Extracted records
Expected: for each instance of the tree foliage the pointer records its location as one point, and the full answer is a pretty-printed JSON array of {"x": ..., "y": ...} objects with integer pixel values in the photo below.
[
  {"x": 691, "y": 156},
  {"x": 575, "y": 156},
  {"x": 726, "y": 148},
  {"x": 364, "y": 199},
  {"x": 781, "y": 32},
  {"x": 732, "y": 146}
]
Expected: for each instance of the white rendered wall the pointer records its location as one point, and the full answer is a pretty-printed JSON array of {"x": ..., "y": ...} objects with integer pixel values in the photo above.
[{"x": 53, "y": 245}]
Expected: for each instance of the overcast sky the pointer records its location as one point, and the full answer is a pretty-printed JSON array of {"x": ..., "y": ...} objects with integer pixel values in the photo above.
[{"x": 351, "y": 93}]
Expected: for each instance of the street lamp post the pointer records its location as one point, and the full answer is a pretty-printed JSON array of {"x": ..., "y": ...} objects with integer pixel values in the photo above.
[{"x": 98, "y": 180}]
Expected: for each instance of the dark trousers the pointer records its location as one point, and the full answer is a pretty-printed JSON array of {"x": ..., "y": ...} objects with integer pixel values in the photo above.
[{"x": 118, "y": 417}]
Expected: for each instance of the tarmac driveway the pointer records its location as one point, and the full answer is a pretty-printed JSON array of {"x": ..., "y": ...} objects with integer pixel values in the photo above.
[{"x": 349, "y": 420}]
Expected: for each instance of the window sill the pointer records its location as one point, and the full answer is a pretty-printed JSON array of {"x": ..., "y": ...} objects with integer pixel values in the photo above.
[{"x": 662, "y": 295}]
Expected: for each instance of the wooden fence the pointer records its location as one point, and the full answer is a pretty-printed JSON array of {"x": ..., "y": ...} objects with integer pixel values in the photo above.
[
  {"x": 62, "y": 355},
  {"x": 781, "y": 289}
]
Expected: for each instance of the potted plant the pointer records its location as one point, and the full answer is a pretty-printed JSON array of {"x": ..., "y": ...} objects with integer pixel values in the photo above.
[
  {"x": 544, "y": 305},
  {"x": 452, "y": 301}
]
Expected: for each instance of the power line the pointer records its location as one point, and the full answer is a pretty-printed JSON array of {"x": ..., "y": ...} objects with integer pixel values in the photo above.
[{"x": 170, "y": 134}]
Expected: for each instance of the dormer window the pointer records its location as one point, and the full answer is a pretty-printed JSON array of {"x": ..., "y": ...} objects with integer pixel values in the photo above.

Problem requirements: Write out all of the records word for word.

Answer area:
Expected: for each instance of the tree foliage the pointer records its location as one point, and the full answer is a pretty-printed JSON array of {"x": ..., "y": ...} objects with integer pixel values in the photo below.
[
  {"x": 691, "y": 156},
  {"x": 575, "y": 156},
  {"x": 726, "y": 148},
  {"x": 364, "y": 199},
  {"x": 781, "y": 32},
  {"x": 732, "y": 146}
]
Expected: for each instance of the white rendered wall the pointer records its location as one point, and the full answer is a pretty-printed JSON array of {"x": ..., "y": ...} objects with integer pixel values in the photo above.
[{"x": 53, "y": 245}]
Expected: for each instance of the overcast sky the pointer records its location as one point, and the full answer is a pretty-printed JSON array of {"x": ..., "y": ...} objects with integer pixel values in the photo above.
[{"x": 351, "y": 93}]
Expected: for each instance of the street lamp post the pointer records its location as one point, and the full answer is a pretty-printed JSON array of {"x": ..., "y": ...} objects with integer pixel values in the photo above.
[{"x": 98, "y": 180}]
Expected: for each instance of the dark trousers the pointer records its location as one point, and the full answer is a pretty-printed JSON array of {"x": ..., "y": ...} objects with integer pixel values in the photo above.
[{"x": 118, "y": 417}]
Expected: for each instance of the tarmac driveway the pointer records its location as one point, and the full answer is a pretty-printed JSON array of {"x": ..., "y": ...} objects with integer pixel values in the photo above.
[{"x": 349, "y": 420}]
Expected: for each instance of the window sill the pointer records its location as one point, and the full answer is a pretty-printed JSON array of {"x": ..., "y": ...} objects with integer pixel values in the photo above.
[{"x": 662, "y": 295}]
Expected: for each instance of the wooden fence the pointer records its location as one point, and the full answer is a pretty-printed JSON array of {"x": ..., "y": ...} objects with integer pixel values in the photo above.
[
  {"x": 62, "y": 355},
  {"x": 781, "y": 289}
]
Expected: for each instance of the potted plant the pointer records its location as one point, and the full answer is a pretty-printed JSON array of {"x": ..., "y": ...} objects with integer pixel values in the photo above.
[
  {"x": 544, "y": 305},
  {"x": 452, "y": 301}
]
Expected: for each instance of the power line the pointer records its location as one point, and the full answer is a pretty-printed JSON array of {"x": ..., "y": ...} objects with integer pixel values in the photo above.
[{"x": 170, "y": 134}]
Expected: for each instance of the dormer window the pointer records its location as one point, and the full answer is a pretty-printed JSON array of {"x": ..., "y": ...} objects with integer pixel values in the photo above.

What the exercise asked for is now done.